DATA SECTION:
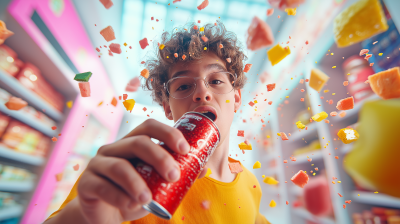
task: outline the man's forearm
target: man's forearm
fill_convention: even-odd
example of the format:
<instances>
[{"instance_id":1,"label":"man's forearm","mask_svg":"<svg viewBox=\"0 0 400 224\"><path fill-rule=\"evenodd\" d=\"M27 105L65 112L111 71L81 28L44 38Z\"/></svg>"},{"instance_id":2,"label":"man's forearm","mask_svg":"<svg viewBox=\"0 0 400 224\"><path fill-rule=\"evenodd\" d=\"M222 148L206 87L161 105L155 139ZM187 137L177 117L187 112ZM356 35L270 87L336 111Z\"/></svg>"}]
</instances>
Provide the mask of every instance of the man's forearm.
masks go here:
<instances>
[{"instance_id":1,"label":"man's forearm","mask_svg":"<svg viewBox=\"0 0 400 224\"><path fill-rule=\"evenodd\" d=\"M70 201L56 216L43 224L87 224L78 200L78 198L75 198Z\"/></svg>"}]
</instances>

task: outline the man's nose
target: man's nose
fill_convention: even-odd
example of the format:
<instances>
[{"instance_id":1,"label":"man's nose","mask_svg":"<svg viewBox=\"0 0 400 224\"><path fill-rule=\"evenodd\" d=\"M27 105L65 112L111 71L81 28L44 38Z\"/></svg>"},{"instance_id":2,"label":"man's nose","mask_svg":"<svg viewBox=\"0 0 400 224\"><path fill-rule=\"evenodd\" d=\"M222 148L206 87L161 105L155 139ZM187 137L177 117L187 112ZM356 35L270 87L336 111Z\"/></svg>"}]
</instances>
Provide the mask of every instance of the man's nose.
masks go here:
<instances>
[{"instance_id":1,"label":"man's nose","mask_svg":"<svg viewBox=\"0 0 400 224\"><path fill-rule=\"evenodd\" d=\"M196 80L196 89L193 93L193 101L199 102L199 101L211 101L212 99L212 93L210 92L210 89L208 88L208 84L204 79L199 79Z\"/></svg>"}]
</instances>

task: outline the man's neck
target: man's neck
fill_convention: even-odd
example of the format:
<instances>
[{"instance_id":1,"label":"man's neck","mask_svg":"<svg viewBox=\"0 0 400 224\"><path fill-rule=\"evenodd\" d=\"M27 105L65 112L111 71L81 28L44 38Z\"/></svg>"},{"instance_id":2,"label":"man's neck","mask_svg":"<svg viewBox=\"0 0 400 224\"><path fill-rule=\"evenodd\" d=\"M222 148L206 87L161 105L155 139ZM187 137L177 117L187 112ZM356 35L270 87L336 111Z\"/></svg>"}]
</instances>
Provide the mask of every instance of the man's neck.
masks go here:
<instances>
[{"instance_id":1,"label":"man's neck","mask_svg":"<svg viewBox=\"0 0 400 224\"><path fill-rule=\"evenodd\" d=\"M211 178L221 182L230 183L235 180L236 174L231 173L228 166L229 136L215 149L213 155L206 164L210 168Z\"/></svg>"}]
</instances>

AIM OF THE EXERCISE:
What is needed is every entry written out word for word, with no pictures.

ANSWER TO THIS TASK:
task: outline the man's forearm
target: man's forearm
fill_convention: even-odd
example of the format:
<instances>
[{"instance_id":1,"label":"man's forearm","mask_svg":"<svg viewBox=\"0 0 400 224\"><path fill-rule=\"evenodd\" d=\"M27 105L65 112L111 71L81 28L44 38Z\"/></svg>"},{"instance_id":2,"label":"man's forearm","mask_svg":"<svg viewBox=\"0 0 400 224\"><path fill-rule=\"evenodd\" d=\"M222 148L206 87L161 105L155 139ZM187 137L177 117L187 112ZM356 35L270 87L336 111Z\"/></svg>"}]
</instances>
Provide the mask of every instance of the man's forearm.
masks go here:
<instances>
[{"instance_id":1,"label":"man's forearm","mask_svg":"<svg viewBox=\"0 0 400 224\"><path fill-rule=\"evenodd\" d=\"M70 201L56 216L43 224L87 224L78 200L78 198L75 198Z\"/></svg>"}]
</instances>

task: outline the man's nose
target: man's nose
fill_convention: even-odd
example of the format:
<instances>
[{"instance_id":1,"label":"man's nose","mask_svg":"<svg viewBox=\"0 0 400 224\"><path fill-rule=\"evenodd\" d=\"M27 105L65 112L111 71L81 28L44 38Z\"/></svg>"},{"instance_id":2,"label":"man's nose","mask_svg":"<svg viewBox=\"0 0 400 224\"><path fill-rule=\"evenodd\" d=\"M222 148L206 87L161 105L155 139ZM187 137L177 117L187 112ZM356 35L270 87L336 111Z\"/></svg>"}]
</instances>
Provide the mask of every instance of the man's nose.
masks go here:
<instances>
[{"instance_id":1,"label":"man's nose","mask_svg":"<svg viewBox=\"0 0 400 224\"><path fill-rule=\"evenodd\" d=\"M196 80L196 89L193 93L193 101L199 102L199 101L211 101L212 99L212 93L210 92L210 89L208 88L208 84L204 79L199 79Z\"/></svg>"}]
</instances>

task: outline the man's neck
target: man's neck
fill_convention: even-odd
example of the format:
<instances>
[{"instance_id":1,"label":"man's neck","mask_svg":"<svg viewBox=\"0 0 400 224\"><path fill-rule=\"evenodd\" d=\"M27 105L65 112L111 71L81 28L44 38Z\"/></svg>"},{"instance_id":2,"label":"man's neck","mask_svg":"<svg viewBox=\"0 0 400 224\"><path fill-rule=\"evenodd\" d=\"M222 148L206 87L161 105L155 139ZM187 137L177 117L187 112ZM356 35L270 87L336 111Z\"/></svg>"}]
</instances>
Provide the mask of every instance of the man's neck.
masks go here:
<instances>
[{"instance_id":1,"label":"man's neck","mask_svg":"<svg viewBox=\"0 0 400 224\"><path fill-rule=\"evenodd\" d=\"M211 178L221 182L230 183L235 180L236 174L231 173L228 166L229 136L215 149L213 155L206 164L210 168Z\"/></svg>"}]
</instances>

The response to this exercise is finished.